__GOAL OF THE EXERCISE__: Below are records; output all of them exactly.

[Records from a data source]

++++++++

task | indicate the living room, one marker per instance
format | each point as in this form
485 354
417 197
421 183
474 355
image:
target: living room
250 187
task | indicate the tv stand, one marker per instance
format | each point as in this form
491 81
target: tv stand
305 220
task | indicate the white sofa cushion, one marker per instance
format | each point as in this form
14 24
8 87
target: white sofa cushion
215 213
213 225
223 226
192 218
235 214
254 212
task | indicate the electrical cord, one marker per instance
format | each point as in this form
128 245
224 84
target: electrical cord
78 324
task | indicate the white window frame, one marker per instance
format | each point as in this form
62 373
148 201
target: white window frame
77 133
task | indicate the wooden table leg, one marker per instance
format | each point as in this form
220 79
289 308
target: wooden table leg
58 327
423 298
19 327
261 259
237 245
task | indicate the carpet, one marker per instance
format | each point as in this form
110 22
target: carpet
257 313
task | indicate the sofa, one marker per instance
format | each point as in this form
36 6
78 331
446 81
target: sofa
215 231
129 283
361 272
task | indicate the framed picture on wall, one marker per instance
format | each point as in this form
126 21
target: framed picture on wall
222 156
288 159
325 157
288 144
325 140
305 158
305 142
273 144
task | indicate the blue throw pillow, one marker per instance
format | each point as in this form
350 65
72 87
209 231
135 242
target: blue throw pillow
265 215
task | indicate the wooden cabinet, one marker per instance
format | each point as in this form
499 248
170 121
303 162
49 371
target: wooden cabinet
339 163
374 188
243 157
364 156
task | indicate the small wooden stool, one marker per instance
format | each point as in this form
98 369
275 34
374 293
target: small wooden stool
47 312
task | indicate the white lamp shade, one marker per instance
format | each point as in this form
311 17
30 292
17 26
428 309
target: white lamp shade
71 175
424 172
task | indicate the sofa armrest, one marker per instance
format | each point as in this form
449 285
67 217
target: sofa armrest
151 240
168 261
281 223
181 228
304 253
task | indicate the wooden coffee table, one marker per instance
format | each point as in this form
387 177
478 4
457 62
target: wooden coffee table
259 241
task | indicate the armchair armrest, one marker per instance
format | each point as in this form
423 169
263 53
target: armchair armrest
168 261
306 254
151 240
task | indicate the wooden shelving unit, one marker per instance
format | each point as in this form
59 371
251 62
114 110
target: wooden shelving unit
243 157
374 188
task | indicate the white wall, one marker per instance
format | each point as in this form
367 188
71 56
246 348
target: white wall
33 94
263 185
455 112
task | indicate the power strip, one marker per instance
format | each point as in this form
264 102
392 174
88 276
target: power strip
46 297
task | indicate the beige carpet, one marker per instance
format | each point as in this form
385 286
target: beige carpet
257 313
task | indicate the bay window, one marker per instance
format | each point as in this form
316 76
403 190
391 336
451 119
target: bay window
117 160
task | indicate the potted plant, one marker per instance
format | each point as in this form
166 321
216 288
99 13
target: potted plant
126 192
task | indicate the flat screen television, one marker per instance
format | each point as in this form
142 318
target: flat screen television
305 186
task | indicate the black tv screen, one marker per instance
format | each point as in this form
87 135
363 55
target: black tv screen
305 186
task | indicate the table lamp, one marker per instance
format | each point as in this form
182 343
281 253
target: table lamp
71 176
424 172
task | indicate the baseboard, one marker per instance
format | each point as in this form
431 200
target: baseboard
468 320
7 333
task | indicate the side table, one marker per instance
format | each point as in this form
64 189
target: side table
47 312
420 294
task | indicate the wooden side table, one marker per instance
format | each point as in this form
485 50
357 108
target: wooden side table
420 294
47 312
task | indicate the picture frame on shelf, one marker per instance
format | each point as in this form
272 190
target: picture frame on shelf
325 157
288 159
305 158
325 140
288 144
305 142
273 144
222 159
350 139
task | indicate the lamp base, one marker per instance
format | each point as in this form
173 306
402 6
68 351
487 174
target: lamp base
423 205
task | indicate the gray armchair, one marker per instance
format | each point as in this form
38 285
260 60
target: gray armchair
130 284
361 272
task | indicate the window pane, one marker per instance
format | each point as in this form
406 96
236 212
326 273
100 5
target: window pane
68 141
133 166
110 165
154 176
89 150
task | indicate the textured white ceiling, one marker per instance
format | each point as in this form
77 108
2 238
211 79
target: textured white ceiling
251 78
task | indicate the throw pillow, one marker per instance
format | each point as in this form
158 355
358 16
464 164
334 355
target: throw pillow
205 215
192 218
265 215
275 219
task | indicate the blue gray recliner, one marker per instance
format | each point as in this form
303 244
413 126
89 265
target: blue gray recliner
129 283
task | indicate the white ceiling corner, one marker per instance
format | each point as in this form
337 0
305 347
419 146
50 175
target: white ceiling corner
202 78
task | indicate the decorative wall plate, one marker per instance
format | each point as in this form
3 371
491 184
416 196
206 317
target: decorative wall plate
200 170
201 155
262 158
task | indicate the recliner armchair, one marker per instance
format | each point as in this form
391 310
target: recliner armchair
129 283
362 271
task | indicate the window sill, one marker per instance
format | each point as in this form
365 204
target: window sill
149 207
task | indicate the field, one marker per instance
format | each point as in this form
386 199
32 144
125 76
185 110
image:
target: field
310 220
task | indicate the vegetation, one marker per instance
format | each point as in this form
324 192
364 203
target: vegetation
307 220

++++++++

__EXERCISE RESULT__:
task | indicate the living room, one marker per instance
format | each point as in this form
485 354
417 197
421 183
474 355
image:
target: living room
250 187
task | indicate the tv stand, one marker per instance
format | each point as in this form
491 81
target: tv stand
305 220
task | indicate the white sofa cushion, one marker per instance
format | each point as in this form
14 24
8 87
target: white sofa cushion
215 213
213 225
223 226
192 218
235 214
254 212
task | indicate the electrical cord, one marker per instance
format | each point as in this form
128 245
224 84
target: electrical cord
78 324
task | indicate the white window frame, one marker per instance
format | each point as in this form
62 373
148 201
target: white window frame
77 133
task | indicate the wooden table leg, one marker per instance
format | each point as in this form
220 79
289 308
target: wooden table leg
58 327
423 298
19 327
261 259
237 245
task | indicate the carpet, one marker per instance
format | each point as in this form
110 22
target: carpet
257 313
task | indicate the sofa, one marker per instance
format | each point as in this form
36 6
78 331
446 81
target: sofa
215 231
129 283
361 272
task | indicate the framed picture on wall, one marker per instance
format | each point as in this form
126 21
target: framed picture on wall
222 156
288 159
325 157
288 144
325 140
305 158
305 142
273 144
task | indicate the blue throw pillow, one marker per instance
format | each point as in this form
350 65
72 87
209 231
135 242
target: blue throw pillow
265 215
task | indicate the wooden cabinet, one marker per instance
format | each point as in this form
499 248
170 121
303 162
49 371
target: wooden cabinet
339 163
374 188
243 157
364 156
task | indicate the small wooden stool, one marker per instance
format | each point as in this form
98 369
275 34
374 293
target: small wooden stool
47 312
task | indicate the white lamp shade, one marker per instance
format | each point as in this form
311 17
30 292
17 26
428 309
target: white lamp shade
71 175
424 172
task | indicate the sofa armrest, one marker per instance
format | each point as in this form
449 285
67 217
target: sofa armrest
151 240
168 261
281 223
181 228
304 253
task | indicate the wooden coffee table, one marker per instance
format | each point as in this form
387 177
478 4
457 62
target: wooden coffee table
259 241
task | indicate the armchair armrest, one marker per instance
format | each point as in this form
423 169
263 53
target: armchair armrest
168 261
306 254
151 240
task | indicate the wooden shelving unit, one marker per instance
format | each point as in this form
59 371
251 62
114 110
target: wooden shelving unit
243 157
374 188
task | indicate the white wall, one marker per instance
format | each point as in this form
367 188
71 56
246 348
target: white wall
33 94
263 185
455 112
task | indicate the power strip, one marker per instance
format | each point as in this form
264 102
392 174
88 276
target: power strip
46 297
task | indicate the beige carpet, one marker per instance
format | each point as in this form
385 286
target: beige carpet
257 313
task | indicate the bay window, one marker per instance
format | each point as in this form
316 76
403 190
391 336
451 119
target: bay window
117 160
task | indicate the potted plant, one marker per instance
format | each point as in this form
166 321
216 288
99 13
target: potted plant
126 192
task | indicate the flat screen television, one marker per instance
format | each point as in this form
142 318
target: flat screen television
305 186
task | indicate the black tv screen, one marker per instance
format | each point as in this form
87 135
363 55
target: black tv screen
305 186
task | indicate the table lamp, one marker per instance
format | each point as in this form
182 343
281 253
target: table lamp
71 176
424 172
task | indicate the baseboard, one marker per instance
format | each point as in this form
431 200
target: baseboard
468 320
7 333
task | indicate the side table, one marker per instance
format | each point as in this form
64 189
target: side table
47 312
420 294
task | indicate the wooden side table, one marker per instance
format | each point as in this form
485 50
357 108
target: wooden side table
420 294
47 312
task | indicate the picture frame on shelf, one marker per instance
format | each point as in this form
272 190
target: picture frame on shelf
325 157
288 159
305 158
325 140
288 144
305 142
273 144
222 159
350 139
task | indicate the lamp base, one marker per instance
format | each point as in this form
173 306
402 6
68 351
487 174
target: lamp base
423 205
task | indicate the gray armchair, one marker per instance
format | each point as in this form
38 285
260 60
target: gray armchair
130 284
361 272
task | indicate the window pane, one marker per instance
format | each point as in this form
406 96
236 212
326 273
100 5
target: window pane
68 141
133 166
110 165
154 176
89 150
task | indicate the textured white ceiling, one marker per instance
format | each point as in this form
77 108
2 238
211 79
target: textured white ceiling
251 78
task | indicate the throw pillow, one marker per instance
format | each point as in this form
158 355
358 16
464 164
334 355
target: throw pillow
205 215
192 218
265 215
275 219
task | indicate the blue gray recliner, one marker per instance
format | each point as in this form
303 244
413 126
89 265
target: blue gray recliner
129 283
task | indicate the white ceiling corner, one marker per instance
format | each point as in this form
337 0
305 347
419 146
50 175
target: white ceiling corner
202 78
task | indicate the decorative wall plate, one marker per instance
format | each point as in this form
3 371
491 184
416 196
206 317
target: decorative wall plate
200 170
201 155
262 158
task | indicate the recliner armchair, one marker per instance
format | each point as in this form
391 310
target: recliner armchair
129 283
362 271
task | indicate the window sill, one marker per instance
format | each point as in this form
365 204
target: window sill
149 207
task | indicate the field, one marker per instance
format | each point as in this form
386 199
32 144
125 76
185 110
image:
target: field
310 220
task | indicate the vegetation, one marker per instance
format | each point as in this form
324 192
364 203
target: vegetation
307 220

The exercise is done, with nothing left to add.